=== Section Start ===

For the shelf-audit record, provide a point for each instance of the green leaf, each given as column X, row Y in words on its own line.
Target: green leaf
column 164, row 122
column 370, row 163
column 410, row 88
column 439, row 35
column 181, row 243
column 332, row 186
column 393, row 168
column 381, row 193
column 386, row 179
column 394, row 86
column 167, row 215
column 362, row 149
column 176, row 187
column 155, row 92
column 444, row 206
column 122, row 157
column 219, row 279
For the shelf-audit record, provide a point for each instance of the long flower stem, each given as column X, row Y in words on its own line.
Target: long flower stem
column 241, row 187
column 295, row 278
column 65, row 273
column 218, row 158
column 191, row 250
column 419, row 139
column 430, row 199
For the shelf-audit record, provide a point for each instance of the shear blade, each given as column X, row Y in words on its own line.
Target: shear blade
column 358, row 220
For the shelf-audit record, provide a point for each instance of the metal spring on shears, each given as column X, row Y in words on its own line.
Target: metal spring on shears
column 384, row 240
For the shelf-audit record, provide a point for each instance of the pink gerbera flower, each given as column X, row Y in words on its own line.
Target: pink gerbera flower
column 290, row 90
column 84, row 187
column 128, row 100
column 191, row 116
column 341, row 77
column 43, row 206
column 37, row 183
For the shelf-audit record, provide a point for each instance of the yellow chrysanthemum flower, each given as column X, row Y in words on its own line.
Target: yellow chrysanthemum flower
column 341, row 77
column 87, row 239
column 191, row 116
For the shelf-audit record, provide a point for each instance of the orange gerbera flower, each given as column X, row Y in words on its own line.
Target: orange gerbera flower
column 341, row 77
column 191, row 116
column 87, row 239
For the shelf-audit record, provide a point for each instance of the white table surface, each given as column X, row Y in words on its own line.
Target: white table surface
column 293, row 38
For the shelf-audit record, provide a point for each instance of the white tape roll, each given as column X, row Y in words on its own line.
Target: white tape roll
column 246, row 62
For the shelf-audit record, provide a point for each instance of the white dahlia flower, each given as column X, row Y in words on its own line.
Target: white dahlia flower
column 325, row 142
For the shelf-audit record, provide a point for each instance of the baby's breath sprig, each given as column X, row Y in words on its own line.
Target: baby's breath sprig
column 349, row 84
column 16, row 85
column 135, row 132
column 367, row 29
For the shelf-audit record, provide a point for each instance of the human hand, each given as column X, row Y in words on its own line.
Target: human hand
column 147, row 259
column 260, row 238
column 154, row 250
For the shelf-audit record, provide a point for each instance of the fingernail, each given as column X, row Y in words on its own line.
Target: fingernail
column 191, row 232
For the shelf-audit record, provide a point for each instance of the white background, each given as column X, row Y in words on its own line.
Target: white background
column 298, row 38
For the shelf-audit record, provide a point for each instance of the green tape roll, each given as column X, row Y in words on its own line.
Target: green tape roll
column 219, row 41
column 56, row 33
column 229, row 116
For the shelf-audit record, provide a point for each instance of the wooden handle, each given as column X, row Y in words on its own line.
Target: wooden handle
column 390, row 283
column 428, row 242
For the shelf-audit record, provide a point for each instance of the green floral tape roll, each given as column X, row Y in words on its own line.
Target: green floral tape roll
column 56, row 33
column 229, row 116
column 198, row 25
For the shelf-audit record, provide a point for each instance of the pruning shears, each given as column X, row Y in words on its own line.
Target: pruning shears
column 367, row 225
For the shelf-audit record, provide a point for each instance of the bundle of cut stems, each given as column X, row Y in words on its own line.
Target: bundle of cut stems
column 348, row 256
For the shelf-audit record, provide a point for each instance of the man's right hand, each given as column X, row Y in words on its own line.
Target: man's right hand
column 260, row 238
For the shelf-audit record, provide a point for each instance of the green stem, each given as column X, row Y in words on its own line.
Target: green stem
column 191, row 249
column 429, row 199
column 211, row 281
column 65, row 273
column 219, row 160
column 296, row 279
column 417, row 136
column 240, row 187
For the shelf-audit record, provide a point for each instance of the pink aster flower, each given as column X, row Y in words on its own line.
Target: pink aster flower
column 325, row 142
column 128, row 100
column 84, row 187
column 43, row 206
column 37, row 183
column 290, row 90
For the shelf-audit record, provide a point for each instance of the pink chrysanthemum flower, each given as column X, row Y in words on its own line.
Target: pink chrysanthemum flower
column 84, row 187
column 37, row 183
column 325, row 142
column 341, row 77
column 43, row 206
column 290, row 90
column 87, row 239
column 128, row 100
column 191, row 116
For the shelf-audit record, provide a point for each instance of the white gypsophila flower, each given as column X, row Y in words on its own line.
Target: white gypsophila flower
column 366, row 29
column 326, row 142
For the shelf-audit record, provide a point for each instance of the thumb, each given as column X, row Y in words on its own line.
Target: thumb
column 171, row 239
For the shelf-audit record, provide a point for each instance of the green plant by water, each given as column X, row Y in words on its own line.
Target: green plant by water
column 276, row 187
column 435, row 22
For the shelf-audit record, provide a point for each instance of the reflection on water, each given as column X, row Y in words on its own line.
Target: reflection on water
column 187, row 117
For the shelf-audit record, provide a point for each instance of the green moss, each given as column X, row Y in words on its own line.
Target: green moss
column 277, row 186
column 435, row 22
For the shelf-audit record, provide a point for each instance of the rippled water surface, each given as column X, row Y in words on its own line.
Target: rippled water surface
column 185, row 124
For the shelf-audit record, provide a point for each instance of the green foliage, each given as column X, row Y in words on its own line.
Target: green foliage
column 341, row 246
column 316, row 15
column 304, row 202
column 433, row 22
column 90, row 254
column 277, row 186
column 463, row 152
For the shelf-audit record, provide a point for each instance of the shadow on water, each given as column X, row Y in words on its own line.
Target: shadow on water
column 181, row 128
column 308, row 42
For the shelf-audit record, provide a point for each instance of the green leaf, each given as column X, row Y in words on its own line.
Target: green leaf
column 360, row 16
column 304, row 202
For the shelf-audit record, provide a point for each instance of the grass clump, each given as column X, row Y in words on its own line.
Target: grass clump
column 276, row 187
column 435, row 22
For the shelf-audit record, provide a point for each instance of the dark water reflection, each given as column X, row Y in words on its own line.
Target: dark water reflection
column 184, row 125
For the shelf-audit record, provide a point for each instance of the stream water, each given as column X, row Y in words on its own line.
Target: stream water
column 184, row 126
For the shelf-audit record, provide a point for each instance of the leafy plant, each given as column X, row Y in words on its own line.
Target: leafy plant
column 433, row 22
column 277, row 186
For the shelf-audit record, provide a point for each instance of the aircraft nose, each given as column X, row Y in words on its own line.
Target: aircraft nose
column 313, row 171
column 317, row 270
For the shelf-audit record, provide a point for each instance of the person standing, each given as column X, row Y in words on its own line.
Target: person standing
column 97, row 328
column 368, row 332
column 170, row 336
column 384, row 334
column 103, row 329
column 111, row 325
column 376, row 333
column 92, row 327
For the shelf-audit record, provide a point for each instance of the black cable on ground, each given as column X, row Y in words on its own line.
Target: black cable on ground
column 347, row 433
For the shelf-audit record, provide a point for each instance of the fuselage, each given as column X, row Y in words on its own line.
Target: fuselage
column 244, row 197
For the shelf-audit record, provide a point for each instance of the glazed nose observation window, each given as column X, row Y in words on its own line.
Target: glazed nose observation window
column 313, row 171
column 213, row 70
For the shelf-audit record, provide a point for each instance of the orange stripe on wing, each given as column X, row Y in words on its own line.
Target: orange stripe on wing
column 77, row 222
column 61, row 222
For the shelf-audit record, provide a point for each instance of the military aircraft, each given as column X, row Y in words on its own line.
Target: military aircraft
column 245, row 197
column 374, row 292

=== Section End ===

The records above should be repeated word for word.

## Finished task
For the shelf-audit record, provide a point for each instance of the green leaf, each given as column X, row Y in words on its own line.
Target: green leaf
column 164, row 122
column 370, row 163
column 410, row 88
column 439, row 35
column 181, row 243
column 332, row 186
column 393, row 168
column 381, row 193
column 386, row 179
column 394, row 86
column 167, row 215
column 362, row 149
column 176, row 187
column 155, row 92
column 444, row 206
column 122, row 157
column 219, row 279
For the shelf-audit record, provide a point for each instance of the long flower stem, each given as column X, row Y in words on its own line.
Target: long flower stem
column 241, row 187
column 295, row 278
column 65, row 273
column 218, row 158
column 191, row 250
column 419, row 139
column 430, row 199
For the shelf-audit record, provide a point for each instance of the shear blade, each given as column X, row Y in words on its own line.
Target: shear blade
column 358, row 220
For the shelf-audit record, provide a point for each instance of the metal spring on shears, each given as column X, row Y in words on its own line.
Target: metal spring on shears
column 384, row 240
For the shelf-audit record, provide a point for each instance of the pink gerbera flower, each given as column X, row Y in words on its own line.
Target: pink gerbera flower
column 290, row 90
column 84, row 187
column 128, row 100
column 191, row 116
column 341, row 77
column 43, row 206
column 37, row 183
For the shelf-audit record, provide a point for each instance of the yellow chrysanthemum flower, each given as column X, row Y in words on its own line.
Target: yellow chrysanthemum flower
column 341, row 77
column 87, row 239
column 191, row 116
For the shelf-audit record, provide a point for each instance of the orange gerbera flower, each given as column X, row Y in words on its own line.
Target: orange gerbera flower
column 341, row 77
column 191, row 116
column 87, row 239
For the shelf-audit record, provide a point for each instance of the white table surface, each given as column X, row Y in words on its own line.
Target: white table surface
column 293, row 38
For the shelf-audit record, provide a point for each instance of the white tape roll, each given as column X, row Y in words on its own line.
Target: white tape roll
column 246, row 62
For the shelf-audit record, provide a point for each instance of the white dahlia flower, each given as column X, row Y in words on its own line.
Target: white dahlia flower
column 325, row 142
For the shelf-audit record, provide a point for each instance of the baby's breath sprig, each given as column X, row Y in words on its own line.
Target: baby's breath sprig
column 349, row 84
column 16, row 85
column 135, row 132
column 367, row 29
For the shelf-audit record, provide a point for each instance of the human hand, each given as column X, row Y in words on its own line.
Target: human hand
column 147, row 259
column 260, row 238
column 154, row 250
For the shelf-audit record, provide a point for each instance of the fingernail, each given as column X, row Y in words on its own line.
Target: fingernail
column 191, row 232
For the shelf-audit record, provide a point for each instance of the white background, each given as column X, row Y in words on its own line.
Target: white background
column 298, row 38
For the shelf-audit record, provide a point for each instance of the green tape roll, each given as column X, row Y in words on its own line.
Target: green tape roll
column 219, row 41
column 56, row 33
column 229, row 116
For the shelf-audit record, provide a point for each instance of the wooden handle, each given as column X, row Y in words on its own line.
Target: wooden handle
column 390, row 283
column 428, row 242
For the shelf-audit record, provide a point for each instance of the green floral tape roll, each given as column X, row Y in words on its own line.
Target: green floral tape roll
column 56, row 33
column 229, row 116
column 198, row 25
For the shelf-audit record, provide a point for each instance of the pruning shears, each given as column X, row Y in words on its own line.
Target: pruning shears
column 367, row 225
For the shelf-audit record, provide a point for each instance of the bundle of cut stems, each given as column X, row Y in words on its own line.
Target: bundle of cut stems
column 348, row 256
For the shelf-audit record, provide a point for each instance of the man's right hand, each given as column X, row Y in words on its own line.
Target: man's right hand
column 260, row 238
For the shelf-audit record, provide a point for each instance of the green stem, each given as column X, row Y in words on its own line.
Target: green stem
column 191, row 249
column 429, row 199
column 211, row 281
column 65, row 273
column 219, row 160
column 296, row 279
column 417, row 136
column 240, row 187
For the shelf-audit record, provide a point for each instance of the pink aster flower, each given as column X, row Y in words on its own line.
Target: pink aster flower
column 325, row 142
column 128, row 100
column 84, row 187
column 43, row 206
column 37, row 183
column 290, row 90
For the shelf-audit record, provide a point for each instance of the pink chrysanthemum flower, each given as column X, row Y in words on its own line.
Target: pink chrysanthemum flower
column 84, row 187
column 37, row 183
column 325, row 142
column 341, row 77
column 43, row 206
column 290, row 90
column 87, row 239
column 128, row 100
column 191, row 116
For the shelf-audit record, provide a point for each instance of the white gypsophila flower, each given as column X, row Y in words on its own line.
Target: white gypsophila flower
column 366, row 29
column 326, row 142
For the shelf-audit record, provide a point for each instance of the thumb, each given as column X, row Y in words on its own line.
Target: thumb
column 171, row 239
For the shelf-audit record, provide a point for each instance of the green plant by water, each given as column X, row Y in words on its own line.
Target: green plant by water
column 276, row 187
column 435, row 22
For the shelf-audit record, provide a point for each instance of the reflection on water, each given as column X, row Y in words on its own line.
Target: reflection on water
column 187, row 117
For the shelf-audit record, provide a point for each instance of the green moss, each given as column X, row Y in words on its own line.
Target: green moss
column 277, row 186
column 435, row 22
For the shelf-audit record, provide a point for each instance of the rippled water surface, each given as column X, row Y in words on its own line.
Target: rippled water surface
column 185, row 124
For the shelf-audit record, provide a point for each instance of the green foliage, each given as column X, row Y in words on its own line.
Target: green foliage
column 341, row 246
column 316, row 15
column 304, row 202
column 433, row 22
column 90, row 254
column 277, row 186
column 463, row 152
For the shelf-audit record, provide a point for each instance of the shadow on water, each given as column X, row Y in words on its own line.
Target: shadow on water
column 181, row 128
column 308, row 42
For the shelf-audit record, provide a point for each instance of the green leaf, each given as column X, row Y in words on its own line.
Target: green leaf
column 360, row 16
column 304, row 202
For the shelf-audit record, provide a point for each instance of the grass clump, each given as column X, row Y in words on its own line.
Target: grass clump
column 276, row 187
column 435, row 22
For the shelf-audit record, provide a point for each instance of the dark water reflection, each given as column X, row Y in words on its own line.
Target: dark water reflection
column 184, row 125
For the shelf-audit record, provide a point for each instance of the stream water, each given as column X, row Y in words on its own line.
Target: stream water
column 184, row 126
For the shelf-audit record, provide a point for each instance of the leafy plant, each given as column X, row Y in words on its own line.
Target: leafy plant
column 433, row 22
column 277, row 186
For the shelf-audit record, provide a point for each instance of the aircraft nose, each given as column X, row Y in words on its own line.
Target: aircraft nose
column 313, row 171
column 317, row 270
For the shelf-audit record, provide a point for each instance of the person standing, each given as column X, row Y in words on its own line.
Target: person standing
column 97, row 328
column 368, row 332
column 170, row 336
column 384, row 334
column 103, row 329
column 111, row 325
column 376, row 333
column 92, row 327
For the shelf-audit record, provide a point for each instance of the black cable on ground, each given as column X, row Y in words on its own line.
Target: black cable on ground
column 347, row 433
For the shelf-audit record, provide a point for each instance of the fuselage, each given as column X, row Y in words on its own line.
Target: fuselage
column 244, row 197
For the shelf-audit record, provide a point for each instance of the glazed nose observation window, each given as column X, row Y in words on its own line.
Target: glazed nose observation window
column 313, row 171
column 213, row 70
For the shelf-audit record, provide a point for each instance of the orange stripe on wing, each given as column X, row Y in words on its own line.
Target: orange stripe on wing
column 77, row 222
column 61, row 222
For the shelf-audit record, provide a point for each instance of the military aircraft, each given as column X, row Y in words on its own line.
Target: military aircraft
column 245, row 197
column 374, row 292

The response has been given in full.